Énoncé 1: Recopiez les lignes des données depuis la première jusqu'à celle qui contient "Query: wheel rim" incluse, en remplaçant "biggest" par "largest" et sans rien modifier d'autre.
Énoncé 2: Reprenez l'extrait sur la taxe sur les plus-values de cession d'immeubles et poursuivez-le à partir de sa dernière phrase.

Extrait choisi:
5. La SCI Simon soutient, en l'espèce, que la promesse de vente qu'elle a conclue avec M. et Mme A..., associés de la SCI Frêne auxquels cette dernière s'est depuis substituée, en la forme d'un acte sous seing privé signé le 19 novembre 2012, aurait acquis date certaine le 29 novembre 2012, date à laquelle un chèque d'un montant de 15 000 euros a été remis à titre d'acompte à l'agence immobilière qu'elle avait désignée comme mandataire. Toutefois, eu égard à ce qui a été dit au point 3, ni cette circonstance ni aucun des autres événements intervenus à la suite de la conclusion de cet acte sous seing privé et dont se prévaut la SCI Simon, ne sont, par eux-mêmes, de nature à conférer date certaine à cet acte au sens des dispositions précitées du C du III de l'article 70 de la loi du 29 décembre 2012 de finances rectificative pour 2012. En revanche, il est constant que celui-ci n'a fait l'objet, avant le 7 décembre 2012, ni d'un enregistrement, ni d'un acte dressé par un officier public pour en constater la substance, et qu'aucun des autres faits envisagés par les dispositions de l'article 1328 du code civil, rappelées au point 3, n'est intervenu avant cette date. Il suit de là que la SCI Simon n'est pas fondée à soutenir que la cession qu'elle a réalisée n'entrerait pas dans le champ d'application temporel de la taxe sur les plus-values de cession d'immeubles autres que les terrains à bâtir prévue par l'article 1609 nonies G du code général des impôts.
6. Pour estimer que la SCI Simon était redevable de cette taxe, l'administration s'est fondée sur le motif que la promesse de vente synallagmatique dont cette société se prévalait n'avait pas revêtu date certaine, au sens de ces dispositions de l'article 1328 du code civil, avant le 7 décembre 2012. Ce faisant, l'administration a fait une application littérale des dispositions du C du III de l'article 70 de la loi du 29 décembre 2012, qui ont instauré cette taxe et inséré l'article 1609 nonies G au code général des impôts, sans qu'il lui ait été nécessaire de se livrer à une interprétation de ces dispositions, dès lors que, ainsi qu'il a été dit au point 4 ci-dessus, ces dispositions sont claires. Par suite, les moyens tirés de ce que l'interprétation qu'aurait retenue l'administration ajouterait à la loi fiscale et qu'elle méconnaîtrait les principes de sécurité juridique et d'égalité devant les charges publiques ne peuvent qu'être écartés.

Données de l'exercice:

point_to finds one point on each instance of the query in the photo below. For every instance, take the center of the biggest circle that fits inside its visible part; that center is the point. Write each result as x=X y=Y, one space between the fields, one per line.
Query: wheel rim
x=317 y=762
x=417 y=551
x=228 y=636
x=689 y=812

Réponse 1:
point_to finds one point on each instance of the query in the photo below. For every instance, take the center of the largest circle that fits inside its visible part; that center is the point. Write each result as x=X y=Y, one space between the fields, one per line.
Query: wheel rim

Réponse 2:
7. Il résulte de tout ce qui précède que la SCI Simon n'est pas fondée à soutenir que c'est à tort que, par le jugement du 27 avril 2017, le tribunal administratif de Rouen a rejeté sa demande. Les conclusions qu'elle présente au titre de l'article L. 761-1 du code de justice administrative doivent, par voie de conséquence, être rejetées.
DÉCIDE :
Article 1er : La requête de la SCI Simon est rejetée.
Article 2 : Le présent arrêt sera notifié à la SCI Simon et au ministre de l'action et des comptes publics.
Copie en sera transmise à l'administrateur général des finances publiques chargé de la direction spécialisée de contrôle fiscal Nord.
Délibéré après l'audience publique du 23 octobre 2018 à laquelle siégeaient :
- Mme C... B..., présidente de chambre,
- M. Xavier Fabre, premier conseiller,
- M. Jean-François Papin, premier conseiller.
Lu en audience publique le 13 novembre 2018.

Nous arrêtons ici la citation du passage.